Try it –
Copy out each line featuring the string "microphone" from the entries beneath.

═════ Data under study ═════

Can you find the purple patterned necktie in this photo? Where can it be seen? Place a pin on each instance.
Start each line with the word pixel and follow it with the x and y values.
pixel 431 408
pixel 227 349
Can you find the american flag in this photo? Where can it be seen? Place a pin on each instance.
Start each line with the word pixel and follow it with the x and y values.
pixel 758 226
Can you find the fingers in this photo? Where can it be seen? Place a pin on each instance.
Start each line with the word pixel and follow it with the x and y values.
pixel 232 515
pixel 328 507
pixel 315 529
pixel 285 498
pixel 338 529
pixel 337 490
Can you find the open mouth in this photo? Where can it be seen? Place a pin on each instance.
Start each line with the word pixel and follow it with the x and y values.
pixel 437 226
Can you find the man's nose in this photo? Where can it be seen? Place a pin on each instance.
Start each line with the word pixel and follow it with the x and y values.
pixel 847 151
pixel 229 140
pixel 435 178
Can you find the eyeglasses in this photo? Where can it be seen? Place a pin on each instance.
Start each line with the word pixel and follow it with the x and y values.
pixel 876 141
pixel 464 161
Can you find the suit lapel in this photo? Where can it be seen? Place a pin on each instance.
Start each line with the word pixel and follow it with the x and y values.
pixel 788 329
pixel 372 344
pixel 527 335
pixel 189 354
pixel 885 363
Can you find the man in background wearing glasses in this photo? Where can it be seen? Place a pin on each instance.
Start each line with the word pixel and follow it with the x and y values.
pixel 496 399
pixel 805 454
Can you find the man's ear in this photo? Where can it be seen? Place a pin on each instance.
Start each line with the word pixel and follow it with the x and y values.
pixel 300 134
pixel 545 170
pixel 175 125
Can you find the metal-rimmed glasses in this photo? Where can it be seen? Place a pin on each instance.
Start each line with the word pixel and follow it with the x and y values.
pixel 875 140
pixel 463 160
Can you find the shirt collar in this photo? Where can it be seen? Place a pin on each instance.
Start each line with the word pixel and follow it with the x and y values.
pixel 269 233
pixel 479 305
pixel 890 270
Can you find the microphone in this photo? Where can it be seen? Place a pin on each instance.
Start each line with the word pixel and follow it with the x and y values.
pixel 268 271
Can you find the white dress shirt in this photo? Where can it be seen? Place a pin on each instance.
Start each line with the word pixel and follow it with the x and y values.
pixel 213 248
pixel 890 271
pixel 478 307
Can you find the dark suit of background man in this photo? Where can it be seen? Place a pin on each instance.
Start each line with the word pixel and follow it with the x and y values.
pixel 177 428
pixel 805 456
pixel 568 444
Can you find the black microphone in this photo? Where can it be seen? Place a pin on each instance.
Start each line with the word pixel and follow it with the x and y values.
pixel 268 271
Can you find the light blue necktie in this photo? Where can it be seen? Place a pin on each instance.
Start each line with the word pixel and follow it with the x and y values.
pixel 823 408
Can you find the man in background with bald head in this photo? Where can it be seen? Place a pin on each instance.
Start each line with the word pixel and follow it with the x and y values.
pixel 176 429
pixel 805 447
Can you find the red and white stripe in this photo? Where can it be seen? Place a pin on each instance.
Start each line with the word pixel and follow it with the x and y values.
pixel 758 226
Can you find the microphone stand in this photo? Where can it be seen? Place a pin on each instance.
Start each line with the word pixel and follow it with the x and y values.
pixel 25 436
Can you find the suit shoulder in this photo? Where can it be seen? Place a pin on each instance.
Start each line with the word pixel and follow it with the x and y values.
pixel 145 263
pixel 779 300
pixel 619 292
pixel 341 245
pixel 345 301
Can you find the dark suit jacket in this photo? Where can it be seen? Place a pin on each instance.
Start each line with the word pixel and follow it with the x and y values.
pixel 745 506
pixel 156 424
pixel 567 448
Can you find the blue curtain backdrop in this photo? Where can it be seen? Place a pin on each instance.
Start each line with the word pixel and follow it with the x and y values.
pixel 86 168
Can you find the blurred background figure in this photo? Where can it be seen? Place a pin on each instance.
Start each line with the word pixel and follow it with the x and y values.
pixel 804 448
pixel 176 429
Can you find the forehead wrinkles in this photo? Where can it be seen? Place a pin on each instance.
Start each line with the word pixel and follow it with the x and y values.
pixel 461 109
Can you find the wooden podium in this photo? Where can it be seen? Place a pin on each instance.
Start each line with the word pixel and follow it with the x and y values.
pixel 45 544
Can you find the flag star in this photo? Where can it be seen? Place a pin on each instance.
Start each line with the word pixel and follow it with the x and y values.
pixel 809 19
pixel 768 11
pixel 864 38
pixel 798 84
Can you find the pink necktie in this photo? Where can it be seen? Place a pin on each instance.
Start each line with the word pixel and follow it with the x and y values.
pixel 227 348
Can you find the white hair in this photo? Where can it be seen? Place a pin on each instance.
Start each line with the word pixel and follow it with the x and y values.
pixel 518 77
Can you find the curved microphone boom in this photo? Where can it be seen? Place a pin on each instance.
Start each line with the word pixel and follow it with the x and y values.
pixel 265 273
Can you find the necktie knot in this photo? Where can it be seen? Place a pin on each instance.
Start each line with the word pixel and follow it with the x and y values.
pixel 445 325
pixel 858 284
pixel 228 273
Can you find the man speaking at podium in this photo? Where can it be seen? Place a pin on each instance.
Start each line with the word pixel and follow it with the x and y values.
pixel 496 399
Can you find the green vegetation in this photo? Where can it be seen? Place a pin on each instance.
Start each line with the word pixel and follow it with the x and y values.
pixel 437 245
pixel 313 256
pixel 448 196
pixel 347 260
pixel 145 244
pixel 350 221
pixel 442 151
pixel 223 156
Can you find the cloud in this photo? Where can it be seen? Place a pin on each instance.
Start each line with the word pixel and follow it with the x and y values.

═════

The completed task –
Can you find the microphone in this photo? Where can it be seen? Place a pin on each instance.
Can you find the black microphone in this photo? Where can it be seen? Place a pin on each instance.
Can you find the microphone stand in this photo? Where can it be seen? Place a pin on each instance.
Can you find the curved microphone boom in this photo? Where can it be seen? Place a pin on each instance.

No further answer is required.